§ **ACTIVITY**
The listing that follows should be copied in full, exactly as written.

DATA FOR THIS TASK Start Marker

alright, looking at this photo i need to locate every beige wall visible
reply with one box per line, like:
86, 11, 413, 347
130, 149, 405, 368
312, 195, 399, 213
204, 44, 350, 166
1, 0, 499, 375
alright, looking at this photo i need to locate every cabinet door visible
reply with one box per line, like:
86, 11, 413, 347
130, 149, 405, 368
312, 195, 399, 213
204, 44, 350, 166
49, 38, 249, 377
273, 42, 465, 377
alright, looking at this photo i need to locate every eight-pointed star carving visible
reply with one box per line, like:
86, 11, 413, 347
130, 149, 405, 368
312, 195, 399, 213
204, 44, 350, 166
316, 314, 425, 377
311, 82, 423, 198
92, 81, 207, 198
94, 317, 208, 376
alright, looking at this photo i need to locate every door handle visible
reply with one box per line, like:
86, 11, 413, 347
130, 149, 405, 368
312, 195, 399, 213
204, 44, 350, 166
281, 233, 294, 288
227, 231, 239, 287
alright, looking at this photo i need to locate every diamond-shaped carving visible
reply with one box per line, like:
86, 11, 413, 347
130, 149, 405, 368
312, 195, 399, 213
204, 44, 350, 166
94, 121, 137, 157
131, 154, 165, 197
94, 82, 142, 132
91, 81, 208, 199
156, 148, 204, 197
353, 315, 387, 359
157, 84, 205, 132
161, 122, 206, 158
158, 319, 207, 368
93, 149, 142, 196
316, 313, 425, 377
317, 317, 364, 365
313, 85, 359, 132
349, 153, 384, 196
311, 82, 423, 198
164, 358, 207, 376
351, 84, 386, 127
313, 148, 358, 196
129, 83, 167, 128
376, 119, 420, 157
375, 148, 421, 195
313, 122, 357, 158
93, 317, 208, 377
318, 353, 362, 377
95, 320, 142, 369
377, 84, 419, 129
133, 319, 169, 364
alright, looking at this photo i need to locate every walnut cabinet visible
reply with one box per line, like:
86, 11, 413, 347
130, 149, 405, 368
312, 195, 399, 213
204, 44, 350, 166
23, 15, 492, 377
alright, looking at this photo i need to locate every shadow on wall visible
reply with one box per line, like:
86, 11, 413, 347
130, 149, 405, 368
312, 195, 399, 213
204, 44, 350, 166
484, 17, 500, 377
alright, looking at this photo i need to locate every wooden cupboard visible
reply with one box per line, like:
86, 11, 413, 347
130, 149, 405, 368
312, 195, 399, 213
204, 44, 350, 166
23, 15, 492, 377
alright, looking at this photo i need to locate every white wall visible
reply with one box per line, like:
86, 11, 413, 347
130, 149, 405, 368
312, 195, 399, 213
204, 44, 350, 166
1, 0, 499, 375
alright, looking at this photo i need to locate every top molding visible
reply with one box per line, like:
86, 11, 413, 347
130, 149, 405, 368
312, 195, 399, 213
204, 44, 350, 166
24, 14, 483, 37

DATA FOR THIS TASK End Marker

§ **RESPONSE TO THE TASK**
alright, looking at this photo i need to locate every beige wall visible
reply with one box per line, like:
86, 11, 413, 347
130, 149, 405, 368
312, 195, 399, 213
204, 44, 350, 166
1, 0, 499, 375
alright, looking at this photo i need to locate every cabinet door visible
reply with one box per line, like:
86, 11, 413, 347
130, 149, 405, 368
312, 195, 399, 213
204, 44, 350, 166
49, 38, 249, 377
273, 42, 465, 377
alright, looking at this photo i need to locate every eight-pointed star carving visible
reply with one box per line, like:
86, 11, 413, 347
130, 149, 405, 368
312, 195, 399, 213
204, 44, 350, 166
316, 314, 425, 377
311, 82, 423, 198
92, 81, 207, 198
94, 317, 208, 376
alright, looking at this photo i need to locate every door handle visible
reply with one box per line, like:
86, 11, 413, 347
130, 149, 405, 368
312, 195, 399, 213
204, 44, 350, 166
281, 233, 294, 288
227, 231, 239, 287
alright, looking at this photo i need to locate every diamond-shaped carving visible
reply with one box per line, like:
86, 11, 413, 347
130, 149, 405, 368
312, 195, 399, 213
204, 44, 350, 166
94, 121, 137, 157
131, 154, 165, 197
94, 82, 142, 132
91, 81, 208, 199
156, 148, 204, 197
353, 315, 387, 359
157, 84, 205, 132
161, 122, 206, 158
158, 319, 207, 368
93, 149, 142, 196
316, 313, 425, 377
317, 317, 364, 365
313, 85, 359, 132
349, 153, 384, 196
311, 82, 423, 198
164, 358, 207, 376
351, 84, 386, 127
313, 148, 358, 196
129, 83, 167, 128
376, 119, 420, 157
375, 148, 421, 195
313, 122, 357, 158
93, 317, 208, 377
318, 353, 362, 377
95, 320, 142, 369
377, 84, 419, 129
133, 319, 169, 364
alright, looking at this photo i need to locate every walnut cabinet visible
reply with one box per line, like:
86, 11, 413, 347
130, 149, 405, 368
312, 195, 399, 213
204, 44, 350, 166
23, 15, 492, 377
alright, looking at this photo i need to locate every shadow on wall visible
reply with one box per line, like:
86, 11, 413, 347
130, 149, 405, 368
312, 195, 399, 213
204, 44, 350, 166
484, 17, 500, 377
alright, looking at this photo i need to locate every wooden cupboard visible
reply with one box per line, like:
86, 11, 413, 347
130, 149, 405, 368
312, 195, 399, 213
204, 44, 350, 166
23, 15, 492, 377
alright, looking at this photo i need to locate every white wall visible
reply with one box per line, like:
86, 11, 413, 347
130, 149, 405, 368
312, 195, 399, 213
204, 44, 350, 166
1, 0, 499, 375
alright, looking at this photo i need to locate every top molding visible
reply with one box per line, like:
86, 11, 413, 347
130, 149, 405, 368
312, 195, 399, 213
204, 44, 350, 166
24, 14, 483, 37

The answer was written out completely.